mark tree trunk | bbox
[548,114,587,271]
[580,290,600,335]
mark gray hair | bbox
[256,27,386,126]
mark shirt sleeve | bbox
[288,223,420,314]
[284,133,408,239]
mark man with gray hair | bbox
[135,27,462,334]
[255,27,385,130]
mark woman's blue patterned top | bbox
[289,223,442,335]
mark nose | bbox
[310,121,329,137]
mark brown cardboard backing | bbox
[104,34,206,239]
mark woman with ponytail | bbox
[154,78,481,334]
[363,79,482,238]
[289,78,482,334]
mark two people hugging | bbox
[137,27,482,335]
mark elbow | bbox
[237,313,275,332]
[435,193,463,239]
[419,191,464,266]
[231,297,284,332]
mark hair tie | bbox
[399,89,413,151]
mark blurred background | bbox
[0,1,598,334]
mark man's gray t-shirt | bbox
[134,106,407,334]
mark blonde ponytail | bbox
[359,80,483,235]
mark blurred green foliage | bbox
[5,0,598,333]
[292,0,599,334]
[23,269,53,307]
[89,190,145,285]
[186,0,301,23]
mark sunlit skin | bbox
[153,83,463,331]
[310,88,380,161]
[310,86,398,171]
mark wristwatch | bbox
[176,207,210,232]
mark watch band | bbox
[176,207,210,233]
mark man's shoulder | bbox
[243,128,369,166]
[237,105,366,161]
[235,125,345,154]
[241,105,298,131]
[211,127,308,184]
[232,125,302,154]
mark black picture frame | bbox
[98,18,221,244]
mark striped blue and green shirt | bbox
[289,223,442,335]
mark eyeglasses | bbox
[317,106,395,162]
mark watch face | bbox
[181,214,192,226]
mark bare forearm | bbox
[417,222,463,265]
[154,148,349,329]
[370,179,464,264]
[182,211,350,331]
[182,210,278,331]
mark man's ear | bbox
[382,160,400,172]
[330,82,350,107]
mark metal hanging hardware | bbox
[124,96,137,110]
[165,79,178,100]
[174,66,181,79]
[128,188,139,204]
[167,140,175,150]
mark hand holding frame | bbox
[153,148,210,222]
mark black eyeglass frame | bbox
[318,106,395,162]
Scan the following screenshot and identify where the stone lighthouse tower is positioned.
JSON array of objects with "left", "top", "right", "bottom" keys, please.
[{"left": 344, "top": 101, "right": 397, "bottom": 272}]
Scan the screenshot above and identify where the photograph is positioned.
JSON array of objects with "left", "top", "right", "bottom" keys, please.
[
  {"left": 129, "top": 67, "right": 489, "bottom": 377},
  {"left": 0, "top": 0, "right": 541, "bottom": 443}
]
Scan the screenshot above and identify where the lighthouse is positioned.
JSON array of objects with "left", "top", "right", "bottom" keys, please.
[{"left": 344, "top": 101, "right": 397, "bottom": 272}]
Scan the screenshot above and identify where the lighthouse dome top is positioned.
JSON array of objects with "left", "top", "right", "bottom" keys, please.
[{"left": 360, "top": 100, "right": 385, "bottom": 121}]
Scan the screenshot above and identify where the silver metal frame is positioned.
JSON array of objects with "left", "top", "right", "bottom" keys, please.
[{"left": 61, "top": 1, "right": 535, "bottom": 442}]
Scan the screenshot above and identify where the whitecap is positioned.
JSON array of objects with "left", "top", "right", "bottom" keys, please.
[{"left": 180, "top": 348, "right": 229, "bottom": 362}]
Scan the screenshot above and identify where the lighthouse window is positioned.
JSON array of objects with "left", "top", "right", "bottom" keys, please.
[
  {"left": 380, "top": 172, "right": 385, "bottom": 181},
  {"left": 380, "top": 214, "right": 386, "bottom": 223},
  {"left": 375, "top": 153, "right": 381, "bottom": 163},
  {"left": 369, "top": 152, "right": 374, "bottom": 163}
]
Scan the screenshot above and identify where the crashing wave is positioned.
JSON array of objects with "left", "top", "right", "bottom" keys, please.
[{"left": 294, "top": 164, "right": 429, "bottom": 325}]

********************

Exactly as they stand above, write out the entries.

Solution for this exercise:
mark tree trunk | bbox
[548,114,587,271]
[580,290,600,335]
mark gray hair | bbox
[256,27,386,126]
mark shirt sleeve | bbox
[288,223,420,314]
[284,133,408,239]
mark man with gray hair | bbox
[135,27,462,334]
[255,27,385,130]
mark woman's blue patterned top | bbox
[289,223,442,335]
mark nose | bbox
[310,121,329,137]
mark brown cardboard backing | bbox
[104,34,206,239]
mark woman with ponytail | bbox
[154,78,481,334]
[363,79,482,238]
[289,78,482,334]
mark two people hugging | bbox
[137,27,482,335]
mark elbow | bbox
[237,313,275,332]
[435,193,463,239]
[419,191,464,266]
[231,297,284,332]
mark hair tie | bbox
[399,89,413,151]
mark blurred background | bbox
[0,1,598,334]
mark man's gray t-shirt | bbox
[134,106,407,334]
mark blonde ponytail | bbox
[359,80,483,235]
mark blurred green foliage | bbox
[5,0,598,333]
[292,0,599,334]
[23,269,53,307]
[89,190,145,285]
[186,0,301,23]
mark sunlit skin | bbox
[153,83,463,331]
[310,88,380,161]
[310,86,398,171]
mark wristwatch | bbox
[176,207,210,232]
mark watch band | bbox
[176,207,210,233]
mark man's shoulder | bbox
[243,128,369,166]
[237,105,366,161]
[235,125,345,154]
[241,105,298,131]
[211,127,308,184]
[232,125,302,154]
mark black picture frame | bbox
[98,18,221,244]
mark striped blue and green shirt | bbox
[289,223,442,335]
mark eyeglasses | bbox
[317,106,395,162]
mark watch face | bbox
[181,214,192,226]
mark bare forearm | bbox
[417,222,463,265]
[154,148,349,329]
[370,179,464,264]
[182,211,350,331]
[182,210,278,331]
mark man's ear | bbox
[382,160,400,172]
[330,82,350,107]
mark metal hanging hardware | bbox
[124,96,137,110]
[165,79,178,100]
[174,66,181,79]
[128,188,139,204]
[167,140,175,150]
mark hand holding frame | bbox
[153,148,210,222]
mark black eyeglass frame | bbox
[318,106,395,162]
Scan the following screenshot and identify where the stone lighthouse tower is positioned.
JSON array of objects with "left", "top", "right", "bottom" keys, please.
[{"left": 344, "top": 101, "right": 397, "bottom": 272}]
Scan the screenshot above and identify where the photograph is positioned.
JSON array of objects with "left", "top", "right", "bottom" keys, please.
[
  {"left": 129, "top": 67, "right": 489, "bottom": 377},
  {"left": 0, "top": 0, "right": 541, "bottom": 443}
]
Scan the screenshot above and identify where the lighthouse is positioned.
JSON array of objects with "left", "top", "right", "bottom" keys, please.
[{"left": 344, "top": 101, "right": 397, "bottom": 272}]
Scan the screenshot above and identify where the lighthouse dome top is positioned.
JSON array of objects with "left", "top", "right", "bottom" keys, please.
[{"left": 360, "top": 100, "right": 385, "bottom": 121}]
Scan the screenshot above and identify where the silver metal frame is positioned.
JSON array of objects with "left", "top", "right", "bottom" keys, please.
[{"left": 61, "top": 1, "right": 535, "bottom": 442}]
Scan the screenshot above and identify where the whitecap is positioned.
JSON array of objects with "left", "top", "right", "bottom" keys, please.
[{"left": 180, "top": 348, "right": 229, "bottom": 362}]
Scan the screenshot above and identify where the lighthouse window is positioned.
JSON array of objects with "left", "top", "right", "bottom" keys, please.
[
  {"left": 380, "top": 172, "right": 385, "bottom": 181},
  {"left": 380, "top": 214, "right": 386, "bottom": 223},
  {"left": 375, "top": 153, "right": 381, "bottom": 163},
  {"left": 369, "top": 152, "right": 374, "bottom": 163}
]
Scan the screenshot above and identify where the crashing wave is positioned.
JSON array of objects with "left", "top", "right", "bottom" keys, please.
[{"left": 294, "top": 164, "right": 429, "bottom": 325}]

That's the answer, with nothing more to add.